Excerpted text:
## start

On January 12, Sanjay Gopalakrishnan, Senior Vice President of BYD India, said in an interview that BYD aims to capture 40% of India's electric vehicle market by 2030. Following the announcement, BYD's stock rose 3.09% on the same day, with intraday gains of over 5%, and its Hong Kong-listed shares surged over 9% to a four-month high.
Capital market reactions often reflect confidence in a company. BYD now stands at an unprecedented height in terms of sales, supply chain completeness, and battery-electric technology, making it a leader among Chinese new energy vehicle (NEV) makers.
BYD's overseas track record is the most successful among domestic Chinese brands, and its expansion model is one of the few that has been proven effective. This article reviews how BYD built its global expansion path.
Chapter 1: BYD's Global Expansion Journey
In 2003, the same year Tesla was founded, Wang Chuanfu overruled opposition to acquire Qinchuan Auto, entering the automotive industry and starting early R&D on NEVs. After nearly a decade of domestic growth, BYD began exporting vehicles overseas.
In 2012, BYD secured its first electric bus order from the Netherlands. From there, orders poured in from the UK, US, Japan, Germany, and other traditional automotive powerhouses. From 2014 to 2017, BYD ranked first globally in pure electric bus sales for four consecutive years.

## end

Short task:
Extend the article on BYD's global expansion, picking up after its final sentence about pure electric bus sales from 2014 to 2017. The listing that comes next is separate material and has no connection to the article on BYD's global expansion.

Source excerpt:

## start

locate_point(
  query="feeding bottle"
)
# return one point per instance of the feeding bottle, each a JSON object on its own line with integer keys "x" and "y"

## end

Output of the task:
Beyond buses, BYD's commercial vehicle exports include airport shuttles, urban logistics trucks, and more. Countries such as Sweden, Mexico, and the Netherlands have purchased BYD electric trucks. The company has also partnered with local governments in El Salvador and Brazil to build monorail systems. To date, BYD has delivered over 85,000 pure electric commercial vehicles globally, including over 70,000 electric buses.
After years of success in commercial vehicles, BYD began pushing into passenger vehicles in the last two years, especially in 2022. In July, BYD held a brand launch in Tokyo, announcing entry into the Japanese passenger car market with three models: ATTO 3 (the overseas version of Yuan PLUS), Dolphin, and Seal. On August 1, BYD announced a partnership with Hedin Mobility, one of Europe's largest dealers, to enter Sweden and Germany. On August 8, BYD launched in Thailand at a Bangkok event. On September 28, BYD held an online European launch for passenger NEVs, introducing Han, Tang, and Yuan PLUS. On October 17, BYD displayed these three models at the Paris Motor Show.
Starting from July 2022, BYD began separately reporting overseas passenger car sales. Monthly figures from July to December were: 4,026; 5,092; 7,736; 9,529; 12,318; and 11,320 units, totaling over 55,916 exported in 2022. Notably, the ATTO 3 became Israel's best-selling single model in November with 2,333 units sold.
Although overseas sales still represent a small share of BYD's total, they already lead among domestic Chinese brands.
Chapter 2: From Commercial to Passenger Vehicles
BYD's overseas strategy is clearly 'B2B first, then B2C'—first targeting public transportation (commercial vehicles), then private consumer cars. This approach is logical: the passenger car market demands strong brand, technology, and comprehensive capabilities, with fierce competition. Many foreign luxury brands have decades or centuries of heritage that cannot be matched solely by product quality.
Commercial vehicles, however, emphasize durability, making them a more accessible entry point. BYD used cost-effective advantages to capture the commercial vehicle market, gradually increasing brand acceptance through a 'rural-encirclement-of-the-cities' approach. Long-term commercial vehicle exports also honed BYD's team and sales system, laying the groundwork for rapid passenger car expansion.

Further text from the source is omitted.